For people interested in educational software for children
and teenagers with disabilities, 16-year-old Joe Howard
and his mother visited AlphaSmart, Applied Human Factors,
Metroplex Voice Computing, Riverdeep – The to Learning
Company, Henter Math and R.J. Cooper & Associates.
Howard is learning disabled and has a permanently injured
right hand with physical limitations. He liked the Virtual
Pencil by Henter Math because, “I am weak in mathematics
and this product offers some element of hope for me,”
Howard stressed.
For other attendees, the general sessions were the stars
of the conference.
Speech impaired Gerald Thomas says he benefited greatly
from Rick Hohn’s session on AAC and Computer Access
used for Making Public Speaking. “I never realized
augmentative communications products could be used to deliver
speeches,” Thomas said. He also attended a session
where he saw Cosmobot, an interactive robot toy controlled
by gestures or voice for children in speech/language therapy.
For Betsy Tobias, Exploring Accessible Interface Strategies
for Cell Phones showed her how to develop an accessible
interface strategy for people with visual impairments. Tobias
is legally blind.
And for Sharon Dalton, Terry Thompson’s presentation
on How to Create Accessible PDFs was a learning situation
that she says, “solved my problem in making PDFs accessible.”

» ENTRIES SHOWN:

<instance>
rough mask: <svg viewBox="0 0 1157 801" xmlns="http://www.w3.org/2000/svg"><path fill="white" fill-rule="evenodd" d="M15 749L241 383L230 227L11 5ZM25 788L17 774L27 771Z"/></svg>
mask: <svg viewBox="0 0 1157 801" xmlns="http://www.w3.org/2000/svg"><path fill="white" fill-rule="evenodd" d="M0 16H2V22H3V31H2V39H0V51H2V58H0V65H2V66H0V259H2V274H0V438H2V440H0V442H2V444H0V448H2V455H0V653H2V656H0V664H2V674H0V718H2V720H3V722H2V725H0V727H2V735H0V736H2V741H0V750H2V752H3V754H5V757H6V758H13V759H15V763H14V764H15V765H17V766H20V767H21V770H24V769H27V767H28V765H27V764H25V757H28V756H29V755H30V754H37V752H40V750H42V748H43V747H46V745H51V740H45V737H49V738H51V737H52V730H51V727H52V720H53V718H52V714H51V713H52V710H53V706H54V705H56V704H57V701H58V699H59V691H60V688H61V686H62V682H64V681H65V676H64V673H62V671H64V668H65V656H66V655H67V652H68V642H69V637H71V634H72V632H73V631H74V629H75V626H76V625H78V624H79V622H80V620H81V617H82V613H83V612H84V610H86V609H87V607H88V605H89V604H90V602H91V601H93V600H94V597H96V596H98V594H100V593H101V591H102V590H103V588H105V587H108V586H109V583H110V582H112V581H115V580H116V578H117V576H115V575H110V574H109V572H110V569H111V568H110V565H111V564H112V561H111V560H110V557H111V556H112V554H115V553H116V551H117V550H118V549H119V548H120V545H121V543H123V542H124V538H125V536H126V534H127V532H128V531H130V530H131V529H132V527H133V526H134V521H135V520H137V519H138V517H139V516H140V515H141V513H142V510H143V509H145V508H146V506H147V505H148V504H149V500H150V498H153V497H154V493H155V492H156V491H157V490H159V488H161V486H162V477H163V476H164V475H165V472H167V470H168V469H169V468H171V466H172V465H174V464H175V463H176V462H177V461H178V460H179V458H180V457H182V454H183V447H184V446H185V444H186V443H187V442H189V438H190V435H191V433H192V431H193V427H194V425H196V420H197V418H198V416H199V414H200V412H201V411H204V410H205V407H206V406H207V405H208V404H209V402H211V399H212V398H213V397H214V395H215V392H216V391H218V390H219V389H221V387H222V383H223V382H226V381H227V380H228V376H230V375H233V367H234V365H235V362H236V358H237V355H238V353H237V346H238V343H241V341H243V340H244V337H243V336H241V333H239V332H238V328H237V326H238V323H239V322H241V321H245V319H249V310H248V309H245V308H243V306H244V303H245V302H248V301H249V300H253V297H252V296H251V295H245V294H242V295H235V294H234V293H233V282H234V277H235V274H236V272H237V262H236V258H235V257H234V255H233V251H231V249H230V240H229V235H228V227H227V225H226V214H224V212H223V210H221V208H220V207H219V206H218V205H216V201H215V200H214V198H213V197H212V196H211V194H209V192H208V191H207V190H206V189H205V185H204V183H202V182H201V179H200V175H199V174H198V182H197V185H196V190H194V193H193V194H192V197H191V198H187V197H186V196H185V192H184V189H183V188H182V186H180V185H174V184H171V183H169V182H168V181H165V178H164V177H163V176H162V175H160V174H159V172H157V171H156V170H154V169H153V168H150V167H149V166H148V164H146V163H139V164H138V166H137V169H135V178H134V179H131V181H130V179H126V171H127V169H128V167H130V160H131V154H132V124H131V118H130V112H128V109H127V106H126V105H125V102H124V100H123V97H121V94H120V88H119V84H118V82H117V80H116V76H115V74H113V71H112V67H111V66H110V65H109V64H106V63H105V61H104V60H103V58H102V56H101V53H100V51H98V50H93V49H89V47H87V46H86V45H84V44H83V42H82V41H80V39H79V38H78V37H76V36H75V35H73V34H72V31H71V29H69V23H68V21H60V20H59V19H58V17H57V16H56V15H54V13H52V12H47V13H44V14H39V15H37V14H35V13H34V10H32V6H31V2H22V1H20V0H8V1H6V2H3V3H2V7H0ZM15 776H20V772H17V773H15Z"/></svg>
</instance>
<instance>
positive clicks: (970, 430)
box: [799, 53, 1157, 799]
==
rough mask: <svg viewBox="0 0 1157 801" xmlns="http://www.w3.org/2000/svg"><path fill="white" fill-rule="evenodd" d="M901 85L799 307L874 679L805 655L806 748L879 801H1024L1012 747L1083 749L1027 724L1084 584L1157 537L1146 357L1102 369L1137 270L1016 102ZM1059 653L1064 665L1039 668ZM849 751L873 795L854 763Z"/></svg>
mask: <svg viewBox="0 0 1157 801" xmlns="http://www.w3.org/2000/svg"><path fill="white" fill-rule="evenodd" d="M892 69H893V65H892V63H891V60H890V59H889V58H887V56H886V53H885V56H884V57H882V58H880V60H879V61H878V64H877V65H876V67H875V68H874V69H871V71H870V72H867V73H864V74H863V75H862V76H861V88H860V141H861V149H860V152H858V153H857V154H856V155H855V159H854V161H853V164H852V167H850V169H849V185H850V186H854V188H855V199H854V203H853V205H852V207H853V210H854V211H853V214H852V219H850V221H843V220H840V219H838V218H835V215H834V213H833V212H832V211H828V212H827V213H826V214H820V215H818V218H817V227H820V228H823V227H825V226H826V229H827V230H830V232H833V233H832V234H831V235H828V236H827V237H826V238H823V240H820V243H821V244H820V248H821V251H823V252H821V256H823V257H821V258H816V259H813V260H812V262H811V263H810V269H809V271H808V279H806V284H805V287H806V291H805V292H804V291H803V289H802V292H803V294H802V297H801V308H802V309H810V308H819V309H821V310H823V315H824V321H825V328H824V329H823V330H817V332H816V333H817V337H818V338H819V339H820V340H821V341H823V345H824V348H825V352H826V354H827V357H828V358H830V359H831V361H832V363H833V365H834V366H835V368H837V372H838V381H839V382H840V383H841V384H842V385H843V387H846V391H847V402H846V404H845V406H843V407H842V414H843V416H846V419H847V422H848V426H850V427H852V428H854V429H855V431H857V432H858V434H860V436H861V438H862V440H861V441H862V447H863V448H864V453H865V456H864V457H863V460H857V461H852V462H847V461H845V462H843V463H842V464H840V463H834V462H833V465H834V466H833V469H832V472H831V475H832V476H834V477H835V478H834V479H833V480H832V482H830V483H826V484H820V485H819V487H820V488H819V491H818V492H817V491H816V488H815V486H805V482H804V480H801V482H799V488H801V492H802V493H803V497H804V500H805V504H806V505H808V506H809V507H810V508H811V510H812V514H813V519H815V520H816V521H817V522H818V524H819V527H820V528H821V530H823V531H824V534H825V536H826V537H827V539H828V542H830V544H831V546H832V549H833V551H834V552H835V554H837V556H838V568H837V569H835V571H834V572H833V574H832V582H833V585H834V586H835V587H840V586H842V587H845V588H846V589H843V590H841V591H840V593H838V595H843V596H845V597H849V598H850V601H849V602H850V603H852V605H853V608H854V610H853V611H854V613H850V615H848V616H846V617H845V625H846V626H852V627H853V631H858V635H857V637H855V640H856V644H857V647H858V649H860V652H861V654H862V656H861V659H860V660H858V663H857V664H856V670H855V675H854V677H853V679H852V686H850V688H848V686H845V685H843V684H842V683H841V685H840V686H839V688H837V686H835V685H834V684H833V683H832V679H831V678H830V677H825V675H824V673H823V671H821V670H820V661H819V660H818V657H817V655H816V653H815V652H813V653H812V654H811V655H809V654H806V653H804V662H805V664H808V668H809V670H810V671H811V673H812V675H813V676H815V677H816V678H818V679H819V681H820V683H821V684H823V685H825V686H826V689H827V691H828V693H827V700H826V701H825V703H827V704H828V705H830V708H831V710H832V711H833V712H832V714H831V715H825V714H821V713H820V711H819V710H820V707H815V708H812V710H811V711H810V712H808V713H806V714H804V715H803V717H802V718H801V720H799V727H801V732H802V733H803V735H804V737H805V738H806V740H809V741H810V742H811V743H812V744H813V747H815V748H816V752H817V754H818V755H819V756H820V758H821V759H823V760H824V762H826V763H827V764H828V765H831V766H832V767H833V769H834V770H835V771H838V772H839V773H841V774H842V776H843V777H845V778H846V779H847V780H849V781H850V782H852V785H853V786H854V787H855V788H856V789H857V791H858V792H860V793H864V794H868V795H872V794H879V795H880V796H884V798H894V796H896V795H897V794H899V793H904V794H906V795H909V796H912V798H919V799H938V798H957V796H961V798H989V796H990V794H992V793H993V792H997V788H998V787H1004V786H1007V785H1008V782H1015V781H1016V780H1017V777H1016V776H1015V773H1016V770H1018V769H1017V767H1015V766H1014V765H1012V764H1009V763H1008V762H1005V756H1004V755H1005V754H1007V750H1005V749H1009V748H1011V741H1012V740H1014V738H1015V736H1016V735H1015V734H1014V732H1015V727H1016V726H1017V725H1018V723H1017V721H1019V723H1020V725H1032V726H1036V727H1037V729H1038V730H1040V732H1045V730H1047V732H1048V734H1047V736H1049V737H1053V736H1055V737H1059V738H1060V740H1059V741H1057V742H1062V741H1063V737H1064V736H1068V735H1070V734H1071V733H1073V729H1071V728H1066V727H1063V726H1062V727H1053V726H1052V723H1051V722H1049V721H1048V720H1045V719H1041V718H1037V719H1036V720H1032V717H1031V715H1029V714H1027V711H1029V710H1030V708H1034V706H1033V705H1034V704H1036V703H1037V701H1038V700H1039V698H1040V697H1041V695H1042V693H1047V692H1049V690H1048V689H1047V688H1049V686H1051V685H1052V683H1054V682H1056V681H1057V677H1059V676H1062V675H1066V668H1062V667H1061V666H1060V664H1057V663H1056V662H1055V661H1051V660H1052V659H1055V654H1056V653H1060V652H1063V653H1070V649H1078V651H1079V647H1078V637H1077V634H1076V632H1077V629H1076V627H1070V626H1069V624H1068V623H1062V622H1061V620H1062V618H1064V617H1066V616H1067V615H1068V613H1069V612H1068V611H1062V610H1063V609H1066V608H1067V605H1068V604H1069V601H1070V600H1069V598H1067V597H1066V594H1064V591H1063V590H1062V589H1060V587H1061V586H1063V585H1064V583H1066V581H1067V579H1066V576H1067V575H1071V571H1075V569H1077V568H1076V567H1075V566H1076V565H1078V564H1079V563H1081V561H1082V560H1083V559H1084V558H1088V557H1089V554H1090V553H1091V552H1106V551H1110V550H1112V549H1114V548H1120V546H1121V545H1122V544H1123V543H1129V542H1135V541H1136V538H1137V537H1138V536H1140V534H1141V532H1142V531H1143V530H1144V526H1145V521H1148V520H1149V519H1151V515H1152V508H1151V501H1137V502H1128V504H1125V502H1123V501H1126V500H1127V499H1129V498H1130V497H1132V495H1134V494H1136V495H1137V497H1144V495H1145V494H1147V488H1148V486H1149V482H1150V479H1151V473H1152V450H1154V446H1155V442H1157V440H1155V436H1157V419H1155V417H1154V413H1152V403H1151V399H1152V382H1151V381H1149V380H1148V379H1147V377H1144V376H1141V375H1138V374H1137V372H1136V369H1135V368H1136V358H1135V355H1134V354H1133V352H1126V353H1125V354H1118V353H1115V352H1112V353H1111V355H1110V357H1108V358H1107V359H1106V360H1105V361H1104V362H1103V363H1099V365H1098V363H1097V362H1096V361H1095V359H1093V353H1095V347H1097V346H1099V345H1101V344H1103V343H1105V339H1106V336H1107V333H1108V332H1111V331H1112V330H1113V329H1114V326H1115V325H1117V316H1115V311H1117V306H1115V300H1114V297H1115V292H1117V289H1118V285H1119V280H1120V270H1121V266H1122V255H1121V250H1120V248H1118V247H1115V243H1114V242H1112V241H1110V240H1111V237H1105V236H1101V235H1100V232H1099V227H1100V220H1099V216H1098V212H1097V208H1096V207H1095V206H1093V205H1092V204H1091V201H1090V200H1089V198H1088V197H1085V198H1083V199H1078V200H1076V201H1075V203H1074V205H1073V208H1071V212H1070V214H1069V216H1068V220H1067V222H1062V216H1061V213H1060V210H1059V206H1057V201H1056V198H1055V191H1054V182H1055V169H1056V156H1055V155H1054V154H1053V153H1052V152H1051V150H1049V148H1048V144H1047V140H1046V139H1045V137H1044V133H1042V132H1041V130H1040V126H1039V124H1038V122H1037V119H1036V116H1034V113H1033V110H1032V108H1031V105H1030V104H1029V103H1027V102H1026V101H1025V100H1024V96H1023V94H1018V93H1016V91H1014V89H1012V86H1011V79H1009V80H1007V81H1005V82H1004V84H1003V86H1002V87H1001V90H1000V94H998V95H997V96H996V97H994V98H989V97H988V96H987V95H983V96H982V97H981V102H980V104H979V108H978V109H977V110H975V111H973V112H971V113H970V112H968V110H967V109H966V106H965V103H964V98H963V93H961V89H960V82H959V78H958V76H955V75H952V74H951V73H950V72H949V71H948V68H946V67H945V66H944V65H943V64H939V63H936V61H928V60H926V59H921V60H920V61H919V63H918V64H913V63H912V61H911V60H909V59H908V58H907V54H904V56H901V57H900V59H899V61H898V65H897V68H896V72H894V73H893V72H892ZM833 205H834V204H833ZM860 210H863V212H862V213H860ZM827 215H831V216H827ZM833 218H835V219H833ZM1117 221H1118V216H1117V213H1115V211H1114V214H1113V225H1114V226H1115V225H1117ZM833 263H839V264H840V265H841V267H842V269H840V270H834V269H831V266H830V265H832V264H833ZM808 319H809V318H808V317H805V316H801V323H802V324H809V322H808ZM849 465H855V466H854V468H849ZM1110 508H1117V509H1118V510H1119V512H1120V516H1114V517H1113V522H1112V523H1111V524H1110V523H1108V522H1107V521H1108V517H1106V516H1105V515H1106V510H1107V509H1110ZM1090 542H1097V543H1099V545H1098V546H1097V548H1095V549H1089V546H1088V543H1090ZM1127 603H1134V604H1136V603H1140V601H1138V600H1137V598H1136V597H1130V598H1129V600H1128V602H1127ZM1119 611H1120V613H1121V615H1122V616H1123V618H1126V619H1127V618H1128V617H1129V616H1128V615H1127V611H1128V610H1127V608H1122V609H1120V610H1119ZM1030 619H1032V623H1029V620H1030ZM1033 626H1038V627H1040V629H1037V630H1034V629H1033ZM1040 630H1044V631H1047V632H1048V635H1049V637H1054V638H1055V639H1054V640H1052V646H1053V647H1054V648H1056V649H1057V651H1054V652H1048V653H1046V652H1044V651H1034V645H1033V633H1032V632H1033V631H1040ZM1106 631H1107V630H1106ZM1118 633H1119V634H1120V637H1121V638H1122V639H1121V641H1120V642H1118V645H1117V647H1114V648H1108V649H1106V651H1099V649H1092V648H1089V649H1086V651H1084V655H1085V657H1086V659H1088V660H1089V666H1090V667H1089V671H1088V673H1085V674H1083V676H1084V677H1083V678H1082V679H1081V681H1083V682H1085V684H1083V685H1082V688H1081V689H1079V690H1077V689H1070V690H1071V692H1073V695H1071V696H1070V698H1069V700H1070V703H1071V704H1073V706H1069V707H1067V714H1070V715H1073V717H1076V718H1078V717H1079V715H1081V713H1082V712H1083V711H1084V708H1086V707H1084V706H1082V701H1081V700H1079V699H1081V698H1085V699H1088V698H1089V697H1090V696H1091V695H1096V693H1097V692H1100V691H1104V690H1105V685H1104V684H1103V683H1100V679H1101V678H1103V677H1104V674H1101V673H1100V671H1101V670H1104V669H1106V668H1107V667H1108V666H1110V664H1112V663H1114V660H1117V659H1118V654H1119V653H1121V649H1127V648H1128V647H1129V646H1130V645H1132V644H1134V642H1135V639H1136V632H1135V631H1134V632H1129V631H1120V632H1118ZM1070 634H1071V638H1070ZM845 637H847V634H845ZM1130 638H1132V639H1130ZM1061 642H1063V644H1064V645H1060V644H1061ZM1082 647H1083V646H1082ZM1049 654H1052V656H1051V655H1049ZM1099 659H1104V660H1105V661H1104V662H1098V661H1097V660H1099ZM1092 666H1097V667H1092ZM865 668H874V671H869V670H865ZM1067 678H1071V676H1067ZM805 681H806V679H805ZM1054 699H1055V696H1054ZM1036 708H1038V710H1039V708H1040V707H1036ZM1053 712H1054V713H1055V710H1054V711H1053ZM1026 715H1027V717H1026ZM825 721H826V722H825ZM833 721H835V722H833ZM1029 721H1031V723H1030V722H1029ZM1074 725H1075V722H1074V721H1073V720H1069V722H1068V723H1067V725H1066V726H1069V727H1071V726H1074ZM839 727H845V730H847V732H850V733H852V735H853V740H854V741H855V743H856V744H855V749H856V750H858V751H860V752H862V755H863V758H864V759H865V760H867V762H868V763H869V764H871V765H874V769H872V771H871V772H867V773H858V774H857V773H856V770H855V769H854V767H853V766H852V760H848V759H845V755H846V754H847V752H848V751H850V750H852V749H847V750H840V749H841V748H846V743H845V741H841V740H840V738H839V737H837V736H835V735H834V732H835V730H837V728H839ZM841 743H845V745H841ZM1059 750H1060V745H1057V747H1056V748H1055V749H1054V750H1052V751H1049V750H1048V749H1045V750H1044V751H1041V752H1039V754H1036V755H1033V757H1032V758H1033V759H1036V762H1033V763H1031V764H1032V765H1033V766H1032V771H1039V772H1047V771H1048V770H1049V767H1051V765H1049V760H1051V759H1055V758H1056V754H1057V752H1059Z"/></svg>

» TASK SET:
**A)** Reproduce the conference passage word for word, starting at "For other attendees, the" and ending at "is legally blind.".
**B)** Answer from the conference passage:
(i) How old is Joe Howard?
(ii) Whose presentation covered How to Create Accessible PDFs?
(iii) How is Cosmobot controlled?
The lines in the two blocks are separate material, unrelated to the conference passage.

» SOLUTIONS:
**A)**
For other attendees, the general sessions were the stars
of the conference.
Speech impaired Gerald Thomas says he benefited greatly
from Rick Hohn’s session on AAC and Computer Access
used for Making Public Speaking. “I never realized
augmentative communications products could be used to deliver
speeches,” Thomas said. He also attended a session
where he saw Cosmobot, an interactive robot toy controlled
by gestures or voice for children in speech/language therapy.
For Betsy Tobias, Exploring Accessible Interface Strategies
for Cell Phones showed her how to develop an accessible
interface strategy for people with visual impairments. Tobias
is legally blind.

**B)**
(i) 16 years old
(ii) Terry Thompson's
(iii) By gestures or voice